### Instruções do exercício:
Diga se cada afirmação concorda com o documento de origem, respondendo sim ou não e citando literalmente as palavras do documento que decidem.
1. A audiência pública na Assembleia Legislativa ocorreu em 27 de março.
2. A marcha contra a violência policial terá concentração na catedral às 18h30.
3. A marcha contra a violência policial foi marcada para Joinville.

### Documento de origem:
As mortes pela polícia mais que duplicam em três anos em SC e motivaram audiência pública na Assembleia Legislativa de Santa Catarina, em 27 de março, pela Comissão de Direito Humanos. Neste dia, diversos movimentos sociais denunciaram o caráter discriminatório da violência policial que vitima majoritariamente pobres e negros.

Durante a audiência o secretário de Segurança Púbica de Santa Catarina, coronel Araújo Gomes, se comprometeu em tomar medidas para evitar a violência pelos policiais, entre elas um documento de compromisso à tropa, à Defensoria Pública e Comissão de Direitos Humanos da Ordem dos Advogados do Brasil (OAB).

Uma marcha contra a violência policial, deliberada pela plenária, está prevista para a próxima quinta-feira (25), no centro de Florianópolis, com concentração às 18h30 na catedral.

### Listagem:
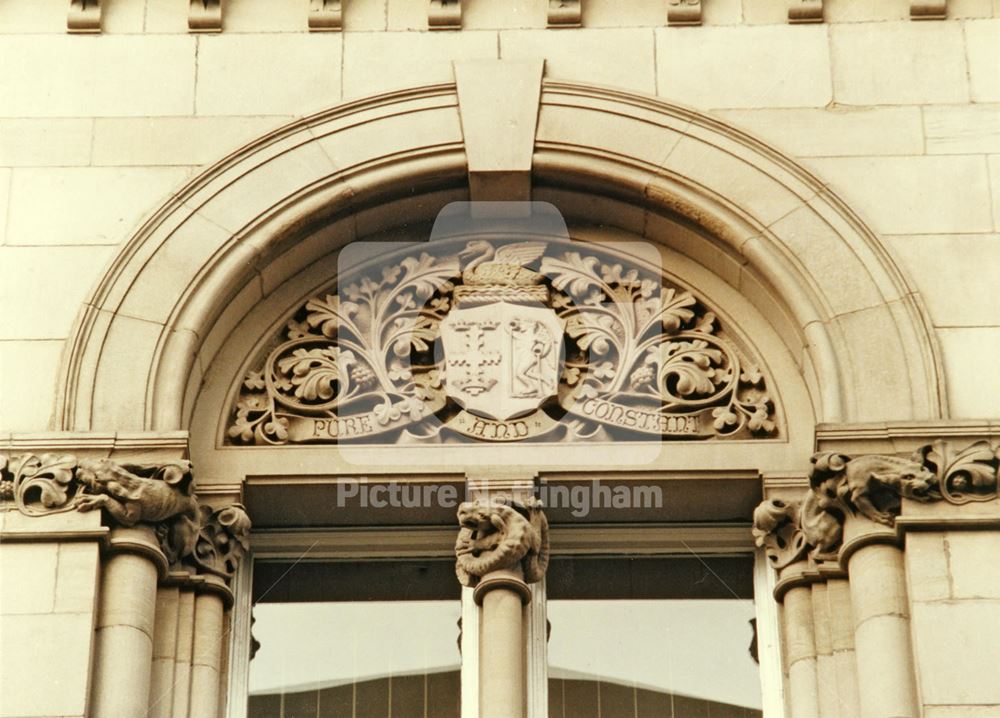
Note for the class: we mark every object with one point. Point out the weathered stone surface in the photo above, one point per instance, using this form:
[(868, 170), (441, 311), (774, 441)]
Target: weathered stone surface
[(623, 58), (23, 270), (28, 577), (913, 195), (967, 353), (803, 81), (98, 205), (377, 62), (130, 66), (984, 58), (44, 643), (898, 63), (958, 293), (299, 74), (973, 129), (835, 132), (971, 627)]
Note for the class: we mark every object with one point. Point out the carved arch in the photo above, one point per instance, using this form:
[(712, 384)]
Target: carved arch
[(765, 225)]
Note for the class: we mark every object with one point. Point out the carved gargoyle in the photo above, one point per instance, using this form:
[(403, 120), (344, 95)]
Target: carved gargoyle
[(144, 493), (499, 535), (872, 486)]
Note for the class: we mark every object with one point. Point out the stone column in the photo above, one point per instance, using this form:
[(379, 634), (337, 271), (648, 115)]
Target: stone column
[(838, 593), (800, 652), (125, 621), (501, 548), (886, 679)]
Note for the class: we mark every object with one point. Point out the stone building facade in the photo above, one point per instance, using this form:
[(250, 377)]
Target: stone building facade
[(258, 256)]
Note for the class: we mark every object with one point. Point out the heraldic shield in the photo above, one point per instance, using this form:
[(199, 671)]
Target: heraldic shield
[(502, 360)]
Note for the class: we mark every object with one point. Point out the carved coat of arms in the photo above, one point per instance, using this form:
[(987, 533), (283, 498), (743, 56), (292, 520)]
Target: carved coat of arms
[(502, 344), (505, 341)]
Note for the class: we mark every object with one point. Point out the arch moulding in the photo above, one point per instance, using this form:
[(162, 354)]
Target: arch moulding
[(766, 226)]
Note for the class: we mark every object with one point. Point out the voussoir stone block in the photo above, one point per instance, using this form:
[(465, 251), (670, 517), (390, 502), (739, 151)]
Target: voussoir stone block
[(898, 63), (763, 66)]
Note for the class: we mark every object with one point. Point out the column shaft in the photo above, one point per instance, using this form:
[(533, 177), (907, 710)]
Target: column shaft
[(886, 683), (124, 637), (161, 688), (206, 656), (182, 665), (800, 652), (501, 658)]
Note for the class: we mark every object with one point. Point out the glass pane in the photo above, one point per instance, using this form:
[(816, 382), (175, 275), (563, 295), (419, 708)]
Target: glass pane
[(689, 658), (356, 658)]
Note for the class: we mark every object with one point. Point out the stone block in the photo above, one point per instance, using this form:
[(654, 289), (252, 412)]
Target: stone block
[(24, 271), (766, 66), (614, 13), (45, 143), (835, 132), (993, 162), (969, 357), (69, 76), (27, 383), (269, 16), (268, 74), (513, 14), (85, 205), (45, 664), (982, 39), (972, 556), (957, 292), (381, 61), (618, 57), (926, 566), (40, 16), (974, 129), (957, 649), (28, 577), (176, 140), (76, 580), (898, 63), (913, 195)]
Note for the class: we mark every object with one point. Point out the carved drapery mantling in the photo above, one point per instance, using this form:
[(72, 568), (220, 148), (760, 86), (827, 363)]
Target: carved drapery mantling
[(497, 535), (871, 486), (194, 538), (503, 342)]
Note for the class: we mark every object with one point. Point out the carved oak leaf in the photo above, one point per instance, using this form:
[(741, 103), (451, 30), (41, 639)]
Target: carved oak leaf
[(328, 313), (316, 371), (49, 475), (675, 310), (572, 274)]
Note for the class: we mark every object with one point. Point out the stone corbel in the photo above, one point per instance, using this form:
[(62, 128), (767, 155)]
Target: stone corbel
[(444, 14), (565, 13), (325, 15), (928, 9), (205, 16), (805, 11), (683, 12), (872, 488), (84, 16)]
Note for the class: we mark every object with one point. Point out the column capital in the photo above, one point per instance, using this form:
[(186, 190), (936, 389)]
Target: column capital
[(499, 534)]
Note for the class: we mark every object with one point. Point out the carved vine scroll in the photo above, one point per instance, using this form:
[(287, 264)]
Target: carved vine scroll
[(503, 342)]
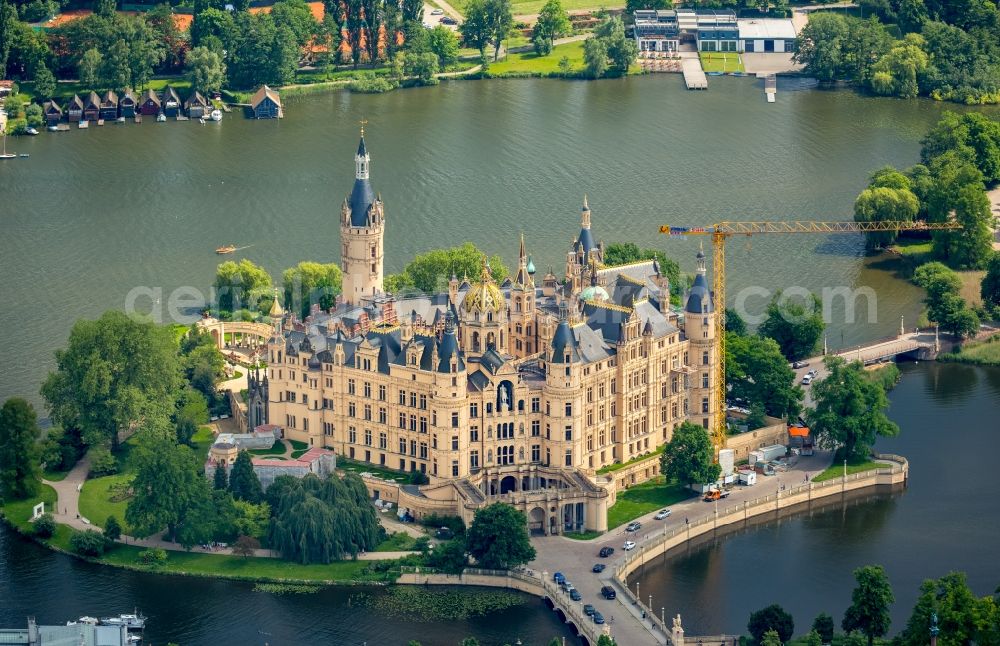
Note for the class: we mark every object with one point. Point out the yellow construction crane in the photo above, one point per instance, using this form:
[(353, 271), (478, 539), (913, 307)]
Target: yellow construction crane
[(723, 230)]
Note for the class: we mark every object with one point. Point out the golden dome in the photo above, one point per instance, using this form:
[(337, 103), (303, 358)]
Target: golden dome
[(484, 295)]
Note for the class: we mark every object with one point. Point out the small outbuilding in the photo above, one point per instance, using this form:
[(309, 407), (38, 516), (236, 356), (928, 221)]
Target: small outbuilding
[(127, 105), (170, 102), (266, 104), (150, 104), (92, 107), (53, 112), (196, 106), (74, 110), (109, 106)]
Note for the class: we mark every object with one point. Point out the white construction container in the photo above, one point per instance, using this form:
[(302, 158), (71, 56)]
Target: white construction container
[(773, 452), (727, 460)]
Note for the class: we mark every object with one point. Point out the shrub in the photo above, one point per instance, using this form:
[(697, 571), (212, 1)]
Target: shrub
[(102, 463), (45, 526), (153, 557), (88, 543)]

### A solução:
1. Sim: "em 27 de março".
2. Sim: "com concentração às 18h30 na catedral".
3. Não: "no centro de Florianópolis".